▶ **Exercise requirements**
Will you quote all of the entries, word for word?

▶ **Available records**
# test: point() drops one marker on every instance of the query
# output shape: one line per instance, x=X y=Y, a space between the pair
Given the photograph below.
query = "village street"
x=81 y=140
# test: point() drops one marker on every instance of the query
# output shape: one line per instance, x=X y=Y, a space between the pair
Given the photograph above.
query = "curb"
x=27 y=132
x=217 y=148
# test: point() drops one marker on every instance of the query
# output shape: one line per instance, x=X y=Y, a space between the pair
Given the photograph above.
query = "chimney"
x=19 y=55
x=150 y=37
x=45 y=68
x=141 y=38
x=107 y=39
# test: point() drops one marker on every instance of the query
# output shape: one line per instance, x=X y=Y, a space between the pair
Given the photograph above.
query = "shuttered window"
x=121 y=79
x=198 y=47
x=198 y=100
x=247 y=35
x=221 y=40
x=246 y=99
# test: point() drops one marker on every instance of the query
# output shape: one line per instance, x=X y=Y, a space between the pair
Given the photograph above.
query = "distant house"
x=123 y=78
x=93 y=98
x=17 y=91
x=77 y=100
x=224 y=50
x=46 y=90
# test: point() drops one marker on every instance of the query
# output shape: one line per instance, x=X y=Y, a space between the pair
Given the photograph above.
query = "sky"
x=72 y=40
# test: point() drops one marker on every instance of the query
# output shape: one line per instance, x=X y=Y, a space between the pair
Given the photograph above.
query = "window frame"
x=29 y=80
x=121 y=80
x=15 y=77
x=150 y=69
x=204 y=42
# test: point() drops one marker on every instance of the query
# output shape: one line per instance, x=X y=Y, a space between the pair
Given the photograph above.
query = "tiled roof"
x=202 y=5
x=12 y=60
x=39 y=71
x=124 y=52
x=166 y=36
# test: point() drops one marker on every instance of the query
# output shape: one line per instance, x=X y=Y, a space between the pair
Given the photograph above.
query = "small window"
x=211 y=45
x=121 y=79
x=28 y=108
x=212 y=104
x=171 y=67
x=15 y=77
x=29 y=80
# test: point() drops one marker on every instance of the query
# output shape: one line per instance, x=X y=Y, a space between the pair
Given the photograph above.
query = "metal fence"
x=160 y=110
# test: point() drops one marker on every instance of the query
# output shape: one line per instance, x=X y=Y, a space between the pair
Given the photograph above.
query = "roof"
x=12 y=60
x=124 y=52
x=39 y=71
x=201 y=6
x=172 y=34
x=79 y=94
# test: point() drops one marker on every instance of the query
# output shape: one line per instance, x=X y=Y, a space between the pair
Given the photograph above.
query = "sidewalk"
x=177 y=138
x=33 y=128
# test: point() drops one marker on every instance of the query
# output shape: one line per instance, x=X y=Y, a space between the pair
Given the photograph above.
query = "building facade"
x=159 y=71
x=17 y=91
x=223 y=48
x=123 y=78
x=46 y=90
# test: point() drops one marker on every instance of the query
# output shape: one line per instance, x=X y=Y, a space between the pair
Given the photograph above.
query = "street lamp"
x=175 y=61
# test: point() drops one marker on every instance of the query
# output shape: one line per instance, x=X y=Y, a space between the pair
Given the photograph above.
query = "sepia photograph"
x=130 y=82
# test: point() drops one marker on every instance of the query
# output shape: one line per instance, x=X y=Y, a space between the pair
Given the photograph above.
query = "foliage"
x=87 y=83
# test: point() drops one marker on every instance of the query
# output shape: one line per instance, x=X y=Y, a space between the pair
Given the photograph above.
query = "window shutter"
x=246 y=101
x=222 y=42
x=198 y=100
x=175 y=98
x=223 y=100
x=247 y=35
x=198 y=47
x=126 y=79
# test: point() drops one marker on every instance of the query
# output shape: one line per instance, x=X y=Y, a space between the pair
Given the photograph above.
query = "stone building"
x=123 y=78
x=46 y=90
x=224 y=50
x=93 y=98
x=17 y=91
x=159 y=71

▶ **Solution**
# test: point() drops one marker on every instance of the query
# output shape: one line per instance, x=X y=Y, a space between the pair
Given the photograph below.
query = "village street"
x=81 y=140
# test: point() drops one marker on every instance of the query
# output shape: one line per instance, x=X y=Y, a space between the pair
Given the photograph above.
query = "curb"
x=27 y=132
x=217 y=148
# test: point() drops one marker on every instance of the query
# output shape: one line per instance, x=X y=Y, a space between the pair
Given the photograph above.
query = "chimney"
x=19 y=55
x=150 y=37
x=45 y=68
x=141 y=38
x=107 y=39
# test: point() drops one marker on every instance of the query
# output shape: one line per instance, x=X y=Y, a space between the pair
Given the photograph above.
query = "shuttered window"
x=121 y=79
x=198 y=47
x=198 y=100
x=247 y=35
x=221 y=40
x=246 y=99
# test: point() drops one marker on every instance of the query
# output shape: one line per instance, x=X y=Y, a space between the pair
Given the photograph above.
query = "distant house"
x=123 y=78
x=93 y=98
x=17 y=91
x=77 y=100
x=224 y=50
x=46 y=90
# test: point() drops one marker on every instance of the query
# output shape: one line per instance, x=X y=Y, a space between the pair
Given the photograph above.
query = "sky"
x=72 y=40
# test: point() drops one marker on every instance of the query
# output shape: one line per instance, x=X y=Y, a space between the pair
Given the photograph above.
query = "window frame"
x=29 y=80
x=121 y=80
x=15 y=77
x=150 y=69
x=204 y=42
# test: point() drops one marker on every instance of the query
# output shape: one line per instance, x=X y=Y, a space between the pair
Given the photograph above.
query = "tiled roof"
x=202 y=5
x=12 y=60
x=39 y=71
x=124 y=52
x=166 y=36
# test: point() drops one marker on every instance of the query
# output shape: one line per instance, x=X y=Y, a space between the pair
Given the photograph above.
query = "small window"
x=211 y=45
x=121 y=79
x=28 y=108
x=212 y=104
x=171 y=67
x=15 y=77
x=29 y=80
# test: point() drops one marker on every instance of the query
# output shape: one line per instance, x=X y=Y, a space between the pair
Given the photograph above.
query = "metal fence"
x=160 y=110
# test: point() drops one marker on every instance of the query
# output shape: one line per instance, x=X y=Y, a space between the pair
Given the photograph above.
query = "roof"
x=12 y=60
x=124 y=52
x=39 y=71
x=201 y=6
x=172 y=34
x=79 y=94
# test: point() drops one marker on every instance of the query
# output shape: one line per instance, x=X y=Y, a space between the pair
Given the photograph above.
query = "sidewalk"
x=177 y=138
x=33 y=128
# test: point() drops one marker on every instance of the query
# output shape: one line per instance, x=X y=Y, a space between the pair
Given the photograph above.
query = "building facade"
x=159 y=71
x=17 y=91
x=223 y=48
x=123 y=78
x=46 y=90
# test: point() drops one marker on every instance of the query
# output shape: one line per instance, x=X y=Y, a space between the pair
Given the photograph above.
query = "street lamp"
x=175 y=61
# test: point() drops one marker on every instance of the query
# output shape: one line per instance, x=X y=Y, a space between the pair
Given the photograph above.
query = "sepia photograph"
x=130 y=82
# test: point() drops one marker on every instance of the query
# output shape: one line per instance, x=X y=Y, a space between the pair
Given the photograph above.
query = "foliage"
x=87 y=83
# test: point() drops one marker on every instance of the query
# output shape: one line per instance, x=X y=Y, a space between the pair
Given the photograph above.
query = "window shutter"
x=246 y=101
x=222 y=42
x=198 y=100
x=175 y=98
x=223 y=100
x=247 y=35
x=198 y=47
x=126 y=79
# test: point() drops one marker on every instance of the query
# output shape: one line per instance, x=X y=Y, a space between the pair
Given the photograph above.
query = "stone building"
x=123 y=78
x=46 y=90
x=224 y=50
x=93 y=98
x=17 y=91
x=159 y=71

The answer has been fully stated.